### Work instruction
All pictures are to be dropped, and the remaining data set down exactly.

Image point grounding data:
↓

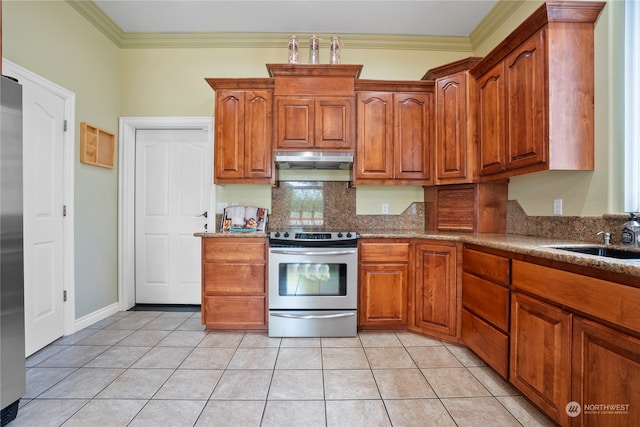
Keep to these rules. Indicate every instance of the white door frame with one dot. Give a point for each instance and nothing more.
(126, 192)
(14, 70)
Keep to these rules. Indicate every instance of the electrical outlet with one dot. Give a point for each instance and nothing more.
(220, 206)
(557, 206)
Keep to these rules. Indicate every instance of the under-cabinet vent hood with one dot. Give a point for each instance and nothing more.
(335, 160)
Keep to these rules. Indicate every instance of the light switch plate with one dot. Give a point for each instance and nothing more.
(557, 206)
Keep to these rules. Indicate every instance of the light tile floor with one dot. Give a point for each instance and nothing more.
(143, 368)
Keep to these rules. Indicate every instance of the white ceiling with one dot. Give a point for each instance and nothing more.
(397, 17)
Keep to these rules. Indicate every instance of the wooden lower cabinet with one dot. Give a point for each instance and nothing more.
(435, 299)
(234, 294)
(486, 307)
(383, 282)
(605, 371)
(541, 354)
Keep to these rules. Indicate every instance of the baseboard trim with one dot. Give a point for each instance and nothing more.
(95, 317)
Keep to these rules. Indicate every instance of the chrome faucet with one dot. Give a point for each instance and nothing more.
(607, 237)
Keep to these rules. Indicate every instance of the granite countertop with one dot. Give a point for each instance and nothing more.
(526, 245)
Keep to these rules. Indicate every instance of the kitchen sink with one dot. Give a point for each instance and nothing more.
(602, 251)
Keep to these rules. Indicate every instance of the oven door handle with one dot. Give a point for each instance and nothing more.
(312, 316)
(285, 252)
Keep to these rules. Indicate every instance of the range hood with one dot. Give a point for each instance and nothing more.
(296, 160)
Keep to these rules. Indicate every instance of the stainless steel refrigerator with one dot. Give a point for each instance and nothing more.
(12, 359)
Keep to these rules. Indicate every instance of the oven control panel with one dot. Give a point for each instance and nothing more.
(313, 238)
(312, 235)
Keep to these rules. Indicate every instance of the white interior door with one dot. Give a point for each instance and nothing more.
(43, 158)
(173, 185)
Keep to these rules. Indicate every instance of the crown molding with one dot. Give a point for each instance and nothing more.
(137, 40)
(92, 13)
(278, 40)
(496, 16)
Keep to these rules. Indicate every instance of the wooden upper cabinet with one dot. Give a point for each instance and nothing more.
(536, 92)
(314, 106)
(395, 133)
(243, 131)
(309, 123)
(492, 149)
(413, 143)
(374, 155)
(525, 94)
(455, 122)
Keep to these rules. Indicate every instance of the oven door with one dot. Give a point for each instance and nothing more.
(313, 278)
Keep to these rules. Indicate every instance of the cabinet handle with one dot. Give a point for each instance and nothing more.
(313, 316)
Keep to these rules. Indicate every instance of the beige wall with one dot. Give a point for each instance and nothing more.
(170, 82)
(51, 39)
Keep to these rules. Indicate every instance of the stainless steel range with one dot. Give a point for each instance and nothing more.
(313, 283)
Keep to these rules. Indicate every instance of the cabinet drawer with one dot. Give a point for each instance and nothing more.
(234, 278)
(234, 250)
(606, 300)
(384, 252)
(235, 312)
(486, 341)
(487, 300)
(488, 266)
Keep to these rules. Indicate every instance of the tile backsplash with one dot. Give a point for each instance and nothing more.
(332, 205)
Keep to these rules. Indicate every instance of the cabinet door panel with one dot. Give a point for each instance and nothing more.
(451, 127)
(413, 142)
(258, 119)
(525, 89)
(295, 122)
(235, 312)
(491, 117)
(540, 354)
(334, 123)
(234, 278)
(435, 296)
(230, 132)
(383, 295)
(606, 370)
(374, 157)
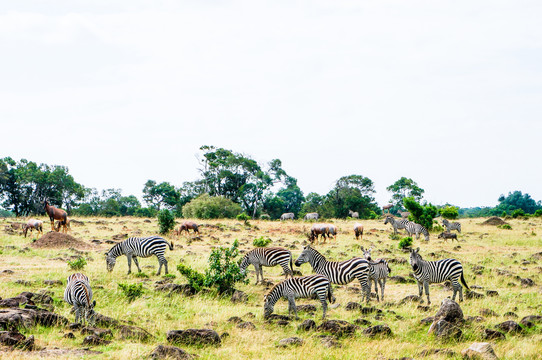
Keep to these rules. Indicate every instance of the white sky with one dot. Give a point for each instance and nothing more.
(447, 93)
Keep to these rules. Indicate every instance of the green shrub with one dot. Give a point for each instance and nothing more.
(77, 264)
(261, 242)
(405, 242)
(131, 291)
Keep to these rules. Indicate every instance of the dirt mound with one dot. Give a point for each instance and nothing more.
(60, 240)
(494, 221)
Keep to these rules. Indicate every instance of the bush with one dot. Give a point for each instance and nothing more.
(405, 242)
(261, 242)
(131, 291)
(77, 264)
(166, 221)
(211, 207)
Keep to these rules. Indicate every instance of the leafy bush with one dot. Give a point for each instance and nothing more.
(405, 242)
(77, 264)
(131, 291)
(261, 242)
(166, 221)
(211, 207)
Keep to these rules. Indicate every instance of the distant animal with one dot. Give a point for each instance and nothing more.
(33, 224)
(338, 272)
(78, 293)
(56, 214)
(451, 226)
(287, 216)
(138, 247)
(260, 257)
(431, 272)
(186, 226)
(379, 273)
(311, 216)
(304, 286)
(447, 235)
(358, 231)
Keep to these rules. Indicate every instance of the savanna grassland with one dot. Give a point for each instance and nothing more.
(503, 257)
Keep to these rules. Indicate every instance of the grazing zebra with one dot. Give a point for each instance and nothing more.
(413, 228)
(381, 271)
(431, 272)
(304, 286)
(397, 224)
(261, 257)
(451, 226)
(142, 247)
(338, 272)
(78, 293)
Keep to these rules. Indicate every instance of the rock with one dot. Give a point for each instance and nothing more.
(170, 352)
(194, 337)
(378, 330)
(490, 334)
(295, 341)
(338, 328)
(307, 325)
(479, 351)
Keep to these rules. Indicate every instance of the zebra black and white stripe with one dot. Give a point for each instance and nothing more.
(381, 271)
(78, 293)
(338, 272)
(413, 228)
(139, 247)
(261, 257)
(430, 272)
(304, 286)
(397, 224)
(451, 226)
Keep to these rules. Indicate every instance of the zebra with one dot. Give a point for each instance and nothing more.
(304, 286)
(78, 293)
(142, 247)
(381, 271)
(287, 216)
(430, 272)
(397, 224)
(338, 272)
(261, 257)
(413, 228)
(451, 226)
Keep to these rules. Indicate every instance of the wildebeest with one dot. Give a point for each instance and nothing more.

↑

### Response for this exercise
Keep to these rules. Indicate every instance of the white door frame with one dot. Give a point for each instance and nothing more.
(126, 192)
(14, 70)
Keep to these rules. Indicate every instance of the electrical outlet with one dot. Give a point for each instance and nothing more.
(220, 206)
(557, 206)
Keep to these rules. Indicate every instance of the under-cabinet vent hood with one dot. Give a point for each instance and nothing more.
(335, 160)
Keep to these rules. Indicate every instance of the light switch plate with one dot. Give a point for each instance and nothing more.
(557, 206)
Keep to these rules. Indicate every instance of the light tile floor with one dot. Give a point for each instance and nothing more.
(143, 368)
Keep to these rules. Indicate every instance of the white ceiling with one dot. Give a point for each instance and nothing more.
(397, 17)
Keep to these rules. Indicate every instance of the wooden lower cabinet with one dot. Give a point for each instance and nothing more.
(435, 299)
(234, 294)
(486, 307)
(383, 282)
(605, 371)
(541, 354)
Keep to these rules. Indicate every instance of the baseboard trim with one dot. Give a point for each instance and nothing more.
(95, 317)
Keep to these rules. Indicate every instance of the chrome faucet with one dot. Give a point for each instance and nothing more.
(607, 237)
Keep to these rules. Indicate every instance of the granite countertop with one dot. Give a point for each instance and nothing more.
(526, 245)
Keep to these rules. Indicate every instance of the kitchen sink with one dot. Give a point for each instance and nothing more.
(602, 251)
Keep to these rules. Indicate every instance of the oven door handle with one dot. Give a point for each instance and nothing more.
(312, 316)
(285, 252)
Keep to these rules. Indicate every instance of the range hood with one dot. Give a point for each instance and nothing more.
(296, 160)
Keep to these rules. Indicate every instance of the stainless steel refrigerator with one dot. Give a point for each instance and nothing more.
(12, 359)
Keep to these rules. Indicate every instance of the oven control panel with one dot. Give a point for each instance and nothing more.
(313, 238)
(312, 235)
Keep to these rules. Indicate every instance of the white interior door with one dot. Give a point for each instance and nothing more.
(43, 158)
(173, 185)
Keep to these rules. Indicate every instance of the crown molding with one dot. Give a point for each instance and nothing more.
(137, 40)
(92, 13)
(278, 40)
(496, 16)
Keep to these rules. Indicate every instance of the wooden upper cabinet with one dot. Give a point for each instance and nothing more.
(536, 92)
(314, 106)
(395, 133)
(243, 131)
(309, 123)
(492, 149)
(413, 143)
(374, 155)
(525, 94)
(455, 122)
Keep to these rules. Indicate every instance of the oven door with one dot. Give a point for each instance and nothing more.
(313, 278)
Keep to these rules. Indicate every instance of the cabinet handle with one dot. Give a point for each instance and nothing more.
(313, 316)
Keep to these rules. Indicate every instance of the beige wall with one dot. Give a point for each instance and nothing more.
(170, 82)
(51, 39)
Keep to these rules. Indicate every instance of the stainless steel range with one dot. Give a point for each instance and nothing more.
(313, 283)
Keep to these rules. Indicate every instance of the cabinet drawer with one dot. Give a point for each instance and nothing more.
(234, 278)
(234, 250)
(606, 300)
(384, 252)
(235, 312)
(486, 341)
(487, 300)
(488, 266)
Keep to these rules. Indicate every instance of the tile backsplash with one dot. Give a point for each instance and nothing more.
(332, 205)
Keep to these rules. Indicate every instance of the cabinet door panel with one dot. Give a point for each instance and nothing more.
(451, 127)
(413, 142)
(258, 119)
(525, 89)
(295, 122)
(235, 312)
(491, 117)
(540, 354)
(334, 123)
(234, 278)
(435, 296)
(230, 132)
(383, 295)
(606, 370)
(374, 157)
Keep to these rules. Indicate every instance of the white sky with one dot. Give a point for each instance and nothing more.
(447, 93)
Keep to these rules. Indicate every instance of the green shrub with one dot. Give a point for each instance and nothing more.
(77, 264)
(261, 242)
(405, 242)
(131, 291)
Keep to these rules. Indicate every instance of the dirt mound with one dot. Give a point for each instance and nothing more.
(60, 240)
(494, 221)
Keep to these rules. Indicate every instance of the bush with one dot. Give a point for each instance and nothing more.
(405, 242)
(261, 242)
(131, 291)
(77, 264)
(166, 221)
(211, 207)
Keep to these rules. Indicate every instance of the leafy bush with one dot. Give a point for each instance and nothing more.
(405, 242)
(77, 264)
(131, 291)
(261, 242)
(166, 221)
(211, 207)
Keep to these rules. Indicate every instance of the distant animal with one dot. Give a point for each instance and nothing more.
(33, 224)
(338, 272)
(78, 293)
(56, 214)
(451, 226)
(287, 216)
(138, 247)
(260, 257)
(431, 272)
(186, 226)
(379, 273)
(311, 216)
(304, 286)
(447, 235)
(358, 231)
Keep to these rules. Indicate every instance of the savanna grassland with one dot. Give a point for each instance and nothing more.
(503, 257)
Keep to these rules. Indicate every instance of the grazing zebra with one dot. Give a point for each instance and nothing more.
(413, 228)
(381, 271)
(431, 272)
(304, 286)
(397, 224)
(261, 257)
(451, 226)
(142, 247)
(338, 272)
(78, 293)
Keep to these rules. Indicate every instance of the rock with one dot. Give a point for each instance and nothing more.
(170, 352)
(194, 337)
(378, 330)
(490, 334)
(295, 341)
(338, 328)
(307, 325)
(479, 351)
Keep to these rules. Indicate every instance of the zebra black and white stripe with one dot. Give a point for each instance and nothing more.
(381, 271)
(78, 293)
(338, 272)
(413, 228)
(139, 247)
(261, 257)
(430, 272)
(304, 286)
(397, 224)
(451, 226)
Keep to these rules. Indicate every instance of the zebra with one dot. Give a point for each instance and nothing more.
(304, 286)
(78, 293)
(142, 247)
(381, 271)
(287, 216)
(430, 272)
(397, 224)
(338, 272)
(261, 257)
(413, 228)
(451, 226)
Keep to these rules. Indicate every instance of the wildebeest with one dot. Give a point for each instance and nothing more.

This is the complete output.